> **Source text**
┏━━

Never have. I've never actually seen one in person.
Have you ever been to Denmark?
I have been to Denmark. Back in the 90's for some skate tours.
Could you please come and skate at Copenhagen Pro 2013?
That would be awesome. If one of my sponsors would send me out there it would be a lot of fun.
When you ollied the water towers, did you ever think about the consequences if the shit went wrong?
You have to think of the consequences before doing anything like that. Then you have to overcome any fear or doubt and focus all of your attention on doing exactly what needs to be done to accomplish what you are setting out to do. Nothing else matters.
Did you sweep the towers before ollieing them?
Just with my feet.
Do you have a holy grail spot that you haven´t skated/ollied yet?
A few actually. Some are just really far gaps that no one has done yet. I would like to start crossing them off one at a time in the near future.
Hip Ollie. Cabazon, California, USA. Foto af Jody Morris
Do you have what it takes to keep up with the young guns?
At this point I'm really not going to try to compete with the young bucks. I've been there and I was one of them. I just want to be the best I can be and not worry about what anybody else is doing. I can still do some things that few other skateboarders, even the youngest and most gifted, are not capable of. Of course, they can do some things I can't do either. Everybody has their place in skateboarding and I know mine.
What´s the secret about great pop?
Timing and control. Years of skateboarding definitely help. The more you skate, the higher you can pop your tricks. If you start to lag and not skate as much, your pop is the first thing to go.
Do you have any drug habits?
None whatsoever. I'll have a drink with my friends and family every now and then, but that's it for me.
Compared to some of the other mid-nineties rippers you seemed to mostly let your skating do the talking. Was that intentional?
Always. I didn't want to be a cartoon character or TV personality. I wanted to be known for my skateboarding first and foremost.
Who is your favourite skater?
I've had many favorites over the years. Too many to list. I tend to gravitate toward the more artistic skaters though. Some of my favorites are Mark Gonzales, Natas Kaupas, Lance Mountain, Ed Templeton and many many more. On skateboard skills alone, probably Guy Mariano, Eric Koston, Mike Carroll and early Jovante Turner.
Ollie over begge rails, Texas USA. Foto af Daniel Covarrubias
Which trick are you the most proud of having done?
I felt a real sense of accomplishment when I ollied the Sports Arena Triple set in San Diego. And of course the Water Tower gap. I had been looking at both of those spots for years and waiting for the right time to do them.
It´s hard to understand the size of Hubba Hideout without having been there in person. Can you please explain?
Hubba was really tall to get onto. It really separated the men from the boys. Once you got used to it though, you realized that anything was possible with enough speed and enough pop.
How many trips to the Hideout did it take to film your tricks in Second Hand Smoke?

┗━━

> **Data**
┏━━

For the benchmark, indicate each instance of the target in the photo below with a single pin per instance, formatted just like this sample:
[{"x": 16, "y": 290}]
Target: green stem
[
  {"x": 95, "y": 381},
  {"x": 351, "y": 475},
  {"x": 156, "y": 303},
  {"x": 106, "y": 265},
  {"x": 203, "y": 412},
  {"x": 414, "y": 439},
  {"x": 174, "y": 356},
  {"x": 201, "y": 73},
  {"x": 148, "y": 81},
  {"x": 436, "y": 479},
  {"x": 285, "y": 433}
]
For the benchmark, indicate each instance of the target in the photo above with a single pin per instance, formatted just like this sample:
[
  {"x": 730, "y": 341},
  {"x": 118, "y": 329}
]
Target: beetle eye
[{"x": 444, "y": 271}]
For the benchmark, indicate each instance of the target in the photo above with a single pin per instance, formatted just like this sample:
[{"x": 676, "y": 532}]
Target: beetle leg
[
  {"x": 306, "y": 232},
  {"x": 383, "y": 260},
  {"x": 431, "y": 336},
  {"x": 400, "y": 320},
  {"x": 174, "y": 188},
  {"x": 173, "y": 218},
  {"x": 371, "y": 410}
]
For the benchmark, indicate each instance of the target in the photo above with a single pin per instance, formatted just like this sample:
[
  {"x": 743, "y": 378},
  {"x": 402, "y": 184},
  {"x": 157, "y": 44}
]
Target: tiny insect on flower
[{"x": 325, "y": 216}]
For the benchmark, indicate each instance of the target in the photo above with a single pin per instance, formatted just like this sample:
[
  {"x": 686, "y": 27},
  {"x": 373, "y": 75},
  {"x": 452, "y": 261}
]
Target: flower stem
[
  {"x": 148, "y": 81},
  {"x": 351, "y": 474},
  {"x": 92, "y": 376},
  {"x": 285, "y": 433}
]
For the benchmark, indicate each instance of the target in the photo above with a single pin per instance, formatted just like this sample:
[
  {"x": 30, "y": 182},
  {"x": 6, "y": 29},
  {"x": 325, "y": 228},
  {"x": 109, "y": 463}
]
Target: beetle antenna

┗━━

> **Exercise description**
According to the interview, what is the secret to great pop? The listing has nothing to do with the interview.

> **Output for this task**
Timing and control.